* **Exercise prompt**
Rewrite the data below with every occurrence of "stone pavement" replaced by "flagstone paving", leaving all other text unchanged. Leave the pictures out of the output.

* **Data provided**
·····
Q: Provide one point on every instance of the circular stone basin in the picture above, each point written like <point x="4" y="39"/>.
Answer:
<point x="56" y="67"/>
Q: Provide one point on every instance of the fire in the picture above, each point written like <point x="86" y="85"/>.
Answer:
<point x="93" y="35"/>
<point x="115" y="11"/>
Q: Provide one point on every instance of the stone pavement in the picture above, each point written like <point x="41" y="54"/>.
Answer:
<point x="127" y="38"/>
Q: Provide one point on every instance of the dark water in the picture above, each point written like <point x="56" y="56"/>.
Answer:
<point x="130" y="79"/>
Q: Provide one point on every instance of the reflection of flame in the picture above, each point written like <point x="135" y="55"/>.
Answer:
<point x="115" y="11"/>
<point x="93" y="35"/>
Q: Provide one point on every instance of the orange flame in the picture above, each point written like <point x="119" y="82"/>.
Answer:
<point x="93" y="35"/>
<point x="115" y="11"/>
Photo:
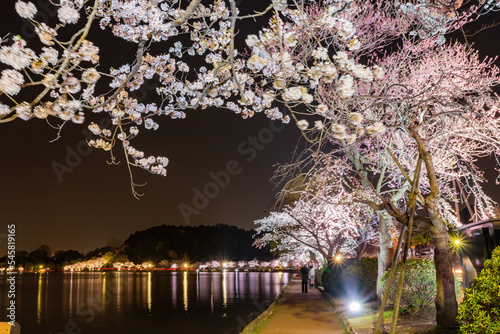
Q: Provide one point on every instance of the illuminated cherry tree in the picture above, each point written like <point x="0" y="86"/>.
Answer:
<point x="358" y="78"/>
<point x="426" y="98"/>
<point x="311" y="226"/>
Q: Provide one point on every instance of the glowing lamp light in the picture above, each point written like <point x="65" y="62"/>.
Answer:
<point x="354" y="307"/>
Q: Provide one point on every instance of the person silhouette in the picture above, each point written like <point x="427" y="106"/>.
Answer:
<point x="304" y="272"/>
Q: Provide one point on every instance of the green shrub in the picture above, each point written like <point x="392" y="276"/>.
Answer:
<point x="330" y="279"/>
<point x="479" y="312"/>
<point x="361" y="276"/>
<point x="419" y="286"/>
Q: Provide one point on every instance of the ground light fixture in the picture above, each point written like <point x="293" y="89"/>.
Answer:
<point x="354" y="307"/>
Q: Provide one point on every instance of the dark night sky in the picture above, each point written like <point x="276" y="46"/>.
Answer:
<point x="94" y="203"/>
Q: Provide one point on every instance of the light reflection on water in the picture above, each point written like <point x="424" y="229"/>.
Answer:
<point x="130" y="302"/>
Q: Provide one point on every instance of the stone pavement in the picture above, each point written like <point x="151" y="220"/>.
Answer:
<point x="303" y="313"/>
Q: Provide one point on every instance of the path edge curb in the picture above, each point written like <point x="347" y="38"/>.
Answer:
<point x="338" y="311"/>
<point x="267" y="313"/>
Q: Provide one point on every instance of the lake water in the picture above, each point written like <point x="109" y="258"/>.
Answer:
<point x="141" y="302"/>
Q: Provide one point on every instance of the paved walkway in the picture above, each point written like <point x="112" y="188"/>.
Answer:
<point x="302" y="313"/>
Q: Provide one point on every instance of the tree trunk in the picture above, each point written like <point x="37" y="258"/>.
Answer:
<point x="446" y="300"/>
<point x="386" y="252"/>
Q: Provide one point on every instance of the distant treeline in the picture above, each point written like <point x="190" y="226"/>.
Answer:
<point x="166" y="242"/>
<point x="196" y="243"/>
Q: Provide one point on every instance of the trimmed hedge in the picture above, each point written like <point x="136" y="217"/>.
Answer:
<point x="479" y="312"/>
<point x="361" y="277"/>
<point x="419" y="286"/>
·····
* **Exercise solution**
Q: Provide one point on every instance of the circular stone basin in the picture above, each point written like <point x="4" y="39"/>.
Answer:
<point x="56" y="67"/>
Q: Provide one point on every instance of the fire in the picture above, each point written like <point x="86" y="85"/>.
Answer:
<point x="93" y="35"/>
<point x="115" y="11"/>
Q: Provide one point on every instance of the flagstone paving in the picture above, each point written like <point x="41" y="54"/>.
Answer:
<point x="127" y="38"/>
Q: Provide one point on every instance of the dark water in the picture above, each point written like <point x="56" y="56"/>.
Answer:
<point x="130" y="79"/>
Q: Provide one point on every instance of the reflection of flame in the picture above, each point written like <point x="135" y="55"/>.
Answer:
<point x="115" y="11"/>
<point x="93" y="35"/>
Q: Provide one point on every instance of the orange flame in the picture above, each point written like <point x="119" y="82"/>.
Answer:
<point x="93" y="35"/>
<point x="115" y="11"/>
Photo:
Q: Provide one point on every instance of the illuminated cherry tree in the picture above, each point written like <point x="0" y="86"/>.
Answer:
<point x="358" y="78"/>
<point x="426" y="98"/>
<point x="311" y="226"/>
Q: Provide one point on every instance of the glowing lamp light in the picture above, each point written like <point x="65" y="62"/>.
Answer:
<point x="354" y="307"/>
Q: Provide one point on every instance of the person silhouette in the picture above, each point written like <point x="427" y="106"/>.
Answer:
<point x="304" y="272"/>
Q: Provide one point on every instance of the green shrub in the picture above, each point written like <point x="392" y="276"/>.
Answer:
<point x="330" y="279"/>
<point x="479" y="312"/>
<point x="361" y="276"/>
<point x="419" y="286"/>
Q: Provide one point on every instance of the ground light fixture in the picture above, each point written like <point x="293" y="89"/>.
Answer:
<point x="354" y="307"/>
Q: Provide one point on every instance of the dark night sky in the picture above, each point written like <point x="276" y="46"/>.
Answer:
<point x="94" y="203"/>
Q: Provide one point on every instance of the light reflection on water in the picture above, each point written like <point x="424" y="229"/>.
Answer:
<point x="130" y="302"/>
Q: Provide one point on every instance of the flagstone paving in the picture above, each point written like <point x="151" y="220"/>.
Answer:
<point x="303" y="313"/>
Q: Provide one point on every instance of the path edge curb in the picture above, each point written like <point x="347" y="38"/>.
Answer:
<point x="338" y="311"/>
<point x="267" y="313"/>
Q: Provide one point on every instance of the lake water in the picture above, each point written like <point x="109" y="258"/>.
Answer:
<point x="141" y="302"/>
Q: Provide one point on every instance of the paved walkway in the picture above, each point written like <point x="112" y="188"/>.
Answer:
<point x="302" y="313"/>
Q: Provide one point on every instance of the tree trunk in the picture above, each point written like <point x="37" y="258"/>.
Answer:
<point x="446" y="300"/>
<point x="386" y="252"/>
Q: Provide one point on every instance of the distant treeline in the picture above, each point written like <point x="190" y="226"/>.
Answer:
<point x="166" y="242"/>
<point x="196" y="243"/>
Q: Provide one point on every instance of the trimmed hedge in the picture above, each point written like <point x="136" y="217"/>.
Answer:
<point x="479" y="312"/>
<point x="361" y="277"/>
<point x="419" y="286"/>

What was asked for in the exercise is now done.